*QUESTIONS*:
**1)** In the post on intermediate cases, why is the grammar built without considering some sentences? Answer in one to three sentences.
**2)** From the post on intermediate cases, pull out the stretch from "Tuesday, July 17, 2007" through "determine their grammaticality.", word for word.

Tuesday, July 17, 2007

Intermediate Cases

An epigram:
"We may assume for this discussion that certain sequences of phonemes are definitely sentences, and that certain other sequences are definitely non-sentences. In many intermediate cases we shall be prepared to let the grammar itself decide, when the grammar is set up in the simplest way so that it includes the clear sentences and excludes the clear non-sentences." -Chomsky 1957, p. 14.

The idea:
The grammaticality of some sentences can't be determined easily by humans. So we make our grammar without considering these sentences. Then, once we have our grammar, we can look at these sentences to determine their grammaticality.

Some thoughts:
So this seems initially reasonable; people do this all the time. For instance, let's say you see someone who you can't tell the gender of. There is a theory that says there are certain body parts that men have and others that women have. This theory was built up based on observations from certainly-males and certainly-females. So we go to this androgynous person and see what body parts they have to determine their gender. If we want to be even more scientific about it, we could do genetic testing, look at their chromosomes, and have our answer.

*DATASET RECORDS*:
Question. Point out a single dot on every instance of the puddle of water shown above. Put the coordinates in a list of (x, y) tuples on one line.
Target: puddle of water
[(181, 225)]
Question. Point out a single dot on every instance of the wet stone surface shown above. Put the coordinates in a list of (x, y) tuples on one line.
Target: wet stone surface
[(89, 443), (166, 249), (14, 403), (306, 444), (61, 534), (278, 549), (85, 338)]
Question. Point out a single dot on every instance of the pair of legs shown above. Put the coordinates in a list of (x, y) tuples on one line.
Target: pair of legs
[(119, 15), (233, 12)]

...

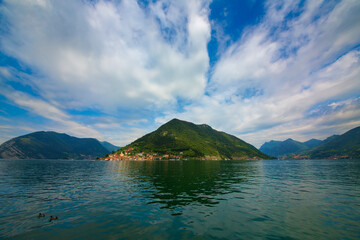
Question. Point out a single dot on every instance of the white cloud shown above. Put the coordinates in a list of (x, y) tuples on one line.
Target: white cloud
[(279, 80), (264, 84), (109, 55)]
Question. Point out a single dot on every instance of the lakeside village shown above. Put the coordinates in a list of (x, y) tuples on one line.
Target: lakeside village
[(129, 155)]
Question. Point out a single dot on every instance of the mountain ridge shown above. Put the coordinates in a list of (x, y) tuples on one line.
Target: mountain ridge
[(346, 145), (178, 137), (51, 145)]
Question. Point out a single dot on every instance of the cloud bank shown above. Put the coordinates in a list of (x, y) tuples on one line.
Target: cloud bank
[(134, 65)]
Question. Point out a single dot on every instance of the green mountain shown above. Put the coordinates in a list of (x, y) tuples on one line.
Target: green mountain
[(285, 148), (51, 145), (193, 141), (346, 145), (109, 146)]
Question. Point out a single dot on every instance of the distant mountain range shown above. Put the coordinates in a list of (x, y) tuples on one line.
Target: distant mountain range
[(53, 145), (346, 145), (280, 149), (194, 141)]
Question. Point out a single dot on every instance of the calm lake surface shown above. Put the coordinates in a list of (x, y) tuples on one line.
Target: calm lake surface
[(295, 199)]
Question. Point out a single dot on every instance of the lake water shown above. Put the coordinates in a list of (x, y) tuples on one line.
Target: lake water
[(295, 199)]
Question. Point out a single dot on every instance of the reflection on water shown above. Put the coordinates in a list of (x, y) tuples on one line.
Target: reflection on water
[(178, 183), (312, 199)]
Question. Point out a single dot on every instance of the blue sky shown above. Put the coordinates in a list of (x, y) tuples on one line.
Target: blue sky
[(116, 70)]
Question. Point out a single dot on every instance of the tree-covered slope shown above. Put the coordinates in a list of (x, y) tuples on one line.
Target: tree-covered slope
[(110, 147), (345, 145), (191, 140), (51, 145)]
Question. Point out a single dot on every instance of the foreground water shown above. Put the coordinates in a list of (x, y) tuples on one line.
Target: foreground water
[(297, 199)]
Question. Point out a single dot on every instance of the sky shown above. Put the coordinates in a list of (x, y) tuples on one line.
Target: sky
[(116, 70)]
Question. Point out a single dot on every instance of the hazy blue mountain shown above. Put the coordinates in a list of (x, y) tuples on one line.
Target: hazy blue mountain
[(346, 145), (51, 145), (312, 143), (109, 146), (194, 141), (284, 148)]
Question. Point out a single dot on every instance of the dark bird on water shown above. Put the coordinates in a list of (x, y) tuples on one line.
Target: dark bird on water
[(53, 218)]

*SOLVED TASKS*:
**1)** People can't easily tell whether some sentences are grammatical, so those sentences are left out while the grammar is made. Once the grammar exists, it can be used to decide whether those sentences are grammatical.

**2)**
Tuesday, July 17, 2007

Intermediate Cases

An epigram:
"We may assume for this discussion that certain sequences of phonemes are definitely sentences, and that certain other sequences are definitely non-sentences. In many intermediate cases we shall be prepared to let the grammar itself decide, when the grammar is set up in the simplest way so that it includes the clear sentences and excludes the clear non-sentences." -Chomsky 1957, p. 14.

The idea:
The grammaticality of some sentences can't be determined easily by humans. So we make our grammar without considering these sentences. Then, once we have our grammar, we can look at these sentences to determine their grammaticality.